══ Text section ══

However, we do not need the whole network for producing the images' features - we will take only the part of it, just before the first __fully connected__ layer.

In [None]:
#take only the "head" that outputs the images' features
image_to_feats = model.features

In [None]:
image_to_feats.eval()

Let's have a look at our data:

Let us download, preprocess and store the features of the images in a pandas dataframe

In [None]:
dataset_class = DogBreedDataset(paths_doggies, image_to_feats, num_samples = 150)

In [None]:
datalist = dataset_class.load_dataset()

Let's create a pandas dataframe with all the features and labels. 

In [None]:
features, label = datalist[0]

In [None]:
columns = [f"feat_{i+1}" for i in range(len(features))]
df_doggies = pd.DataFrame(
    [feat for feat, lab in datalist],
    columns=columns)

df_doggies["y"] = [lab for feat, lab in datalist]

In [None]:
df_doggies.shape

In [None]:
df_doggies.head()

Turn the labels to Categorical type and create the dictionary, in case we would like to recover the original labels

In [None]:
df_doggies.y = pd.Categorical(df_doggies.y)

═══

## Required tasks
A. Write out the part of the notebook excerpt between "Let us download, preprocess" and "datalist = dataset_class.load_dataset()", inclusive.
B. For each statement, say yes or no according to the notebook excerpt, and quote the words that decide it: (i) the whole network is needed to produce the images' features; (ii) the dataset class is created with the number of samples set to 150; (iii) the labels are turned into a string type.

══ Excerpted records ══

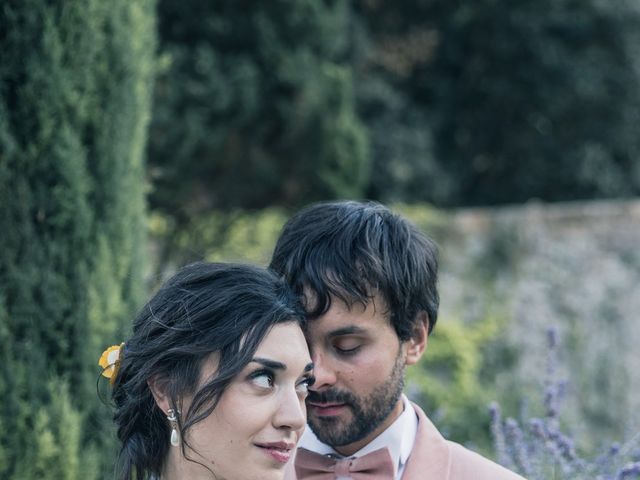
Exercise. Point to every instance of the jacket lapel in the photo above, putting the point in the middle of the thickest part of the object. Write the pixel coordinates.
(430, 458)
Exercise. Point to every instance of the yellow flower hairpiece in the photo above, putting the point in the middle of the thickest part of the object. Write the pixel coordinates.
(110, 362)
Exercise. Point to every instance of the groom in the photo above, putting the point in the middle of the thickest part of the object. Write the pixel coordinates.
(367, 278)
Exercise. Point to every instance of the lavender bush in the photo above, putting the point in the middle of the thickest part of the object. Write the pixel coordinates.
(538, 448)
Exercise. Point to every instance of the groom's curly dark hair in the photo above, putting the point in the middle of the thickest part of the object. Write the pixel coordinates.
(352, 250)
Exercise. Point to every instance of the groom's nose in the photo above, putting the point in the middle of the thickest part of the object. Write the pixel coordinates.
(324, 371)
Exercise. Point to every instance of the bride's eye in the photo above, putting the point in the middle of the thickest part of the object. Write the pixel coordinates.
(262, 378)
(305, 383)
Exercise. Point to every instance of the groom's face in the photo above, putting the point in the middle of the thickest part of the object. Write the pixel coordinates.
(359, 365)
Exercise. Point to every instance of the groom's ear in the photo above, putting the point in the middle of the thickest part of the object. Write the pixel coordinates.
(159, 390)
(417, 344)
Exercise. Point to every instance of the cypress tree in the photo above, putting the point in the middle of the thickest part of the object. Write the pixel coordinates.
(75, 79)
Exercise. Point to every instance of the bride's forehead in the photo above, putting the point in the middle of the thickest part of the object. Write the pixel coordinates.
(285, 343)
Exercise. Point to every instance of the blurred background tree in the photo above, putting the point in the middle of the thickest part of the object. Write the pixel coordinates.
(75, 82)
(254, 107)
(492, 102)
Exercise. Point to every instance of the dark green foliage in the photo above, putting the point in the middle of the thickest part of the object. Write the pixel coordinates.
(254, 107)
(495, 101)
(74, 83)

═══

## The results
A.
Let us download, preprocess and store the features of the images in a pandas dataframe

In [None]:
dataset_class = DogBreedDataset(paths_doggies, image_to_feats, num_samples = 150)

In [None]:
datalist = dataset_class.load_dataset()

B.
(i) No: "we do not need the whole network for producing the images' features"
(ii) Yes: "num_samples = 150"
(iii) No: "Turn the labels to Categorical type"